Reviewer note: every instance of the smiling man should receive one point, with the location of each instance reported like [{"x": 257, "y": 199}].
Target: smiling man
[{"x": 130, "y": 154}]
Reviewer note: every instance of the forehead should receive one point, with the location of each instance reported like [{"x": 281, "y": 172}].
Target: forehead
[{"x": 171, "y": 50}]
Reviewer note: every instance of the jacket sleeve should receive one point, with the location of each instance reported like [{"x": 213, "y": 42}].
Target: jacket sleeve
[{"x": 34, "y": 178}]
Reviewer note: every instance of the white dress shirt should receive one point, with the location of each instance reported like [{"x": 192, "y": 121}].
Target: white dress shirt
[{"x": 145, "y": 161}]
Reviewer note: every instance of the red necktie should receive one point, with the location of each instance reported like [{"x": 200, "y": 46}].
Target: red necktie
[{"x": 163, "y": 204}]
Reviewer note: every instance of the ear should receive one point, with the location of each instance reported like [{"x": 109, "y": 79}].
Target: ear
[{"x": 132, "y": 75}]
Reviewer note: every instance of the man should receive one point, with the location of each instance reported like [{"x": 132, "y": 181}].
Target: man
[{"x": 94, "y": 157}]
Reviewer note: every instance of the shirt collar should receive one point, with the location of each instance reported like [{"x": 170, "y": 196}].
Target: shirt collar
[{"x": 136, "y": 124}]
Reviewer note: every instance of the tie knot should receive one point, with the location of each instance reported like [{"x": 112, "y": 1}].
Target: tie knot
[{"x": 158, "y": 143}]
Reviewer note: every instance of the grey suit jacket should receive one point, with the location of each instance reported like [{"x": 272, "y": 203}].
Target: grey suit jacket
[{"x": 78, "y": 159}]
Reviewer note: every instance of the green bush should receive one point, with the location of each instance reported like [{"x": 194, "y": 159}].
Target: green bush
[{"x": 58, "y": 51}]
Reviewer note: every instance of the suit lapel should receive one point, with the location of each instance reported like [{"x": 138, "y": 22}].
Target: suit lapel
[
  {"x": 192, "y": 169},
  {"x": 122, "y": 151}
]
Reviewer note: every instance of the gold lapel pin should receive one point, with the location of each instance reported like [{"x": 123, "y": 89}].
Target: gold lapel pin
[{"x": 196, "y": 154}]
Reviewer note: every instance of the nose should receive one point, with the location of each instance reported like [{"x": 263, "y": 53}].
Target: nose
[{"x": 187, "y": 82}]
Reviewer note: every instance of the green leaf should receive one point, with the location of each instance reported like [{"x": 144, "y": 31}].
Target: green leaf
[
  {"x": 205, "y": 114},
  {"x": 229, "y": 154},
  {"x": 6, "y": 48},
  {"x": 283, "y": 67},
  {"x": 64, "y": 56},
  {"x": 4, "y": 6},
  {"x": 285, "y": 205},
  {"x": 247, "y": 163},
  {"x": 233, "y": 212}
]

^^^^^^^^

** Aim of the task **
Please copy the records above verbatim, from the line holding "Reviewer note: every instance of the green bush" through the last line of the records, inclusive.

** Answer in full **
Reviewer note: every instance of the green bush should receive one point, with the location of each instance reported like [{"x": 194, "y": 159}].
Target: green bush
[{"x": 58, "y": 51}]
Reviewer note: every instance of the suit lapel should receive one point, with the location of each instance reported like [{"x": 138, "y": 22}].
Target: suit lapel
[
  {"x": 192, "y": 169},
  {"x": 122, "y": 151}
]
Reviewer note: every instance of the gold lapel pin should receive one point, with the location of each instance reported like [{"x": 123, "y": 89}].
Target: gold lapel pin
[{"x": 196, "y": 154}]
Reviewer note: every instance of the nose should receive one point, with the location of each instance reported like [{"x": 263, "y": 53}].
Target: nose
[{"x": 187, "y": 82}]
Reviewer note: every instance of the green leaf should receive one point, with the location of each instance reported like [{"x": 144, "y": 31}].
Target: green leaf
[
  {"x": 205, "y": 114},
  {"x": 229, "y": 154},
  {"x": 6, "y": 48},
  {"x": 283, "y": 67},
  {"x": 64, "y": 56},
  {"x": 4, "y": 6},
  {"x": 285, "y": 205},
  {"x": 247, "y": 163},
  {"x": 233, "y": 212}
]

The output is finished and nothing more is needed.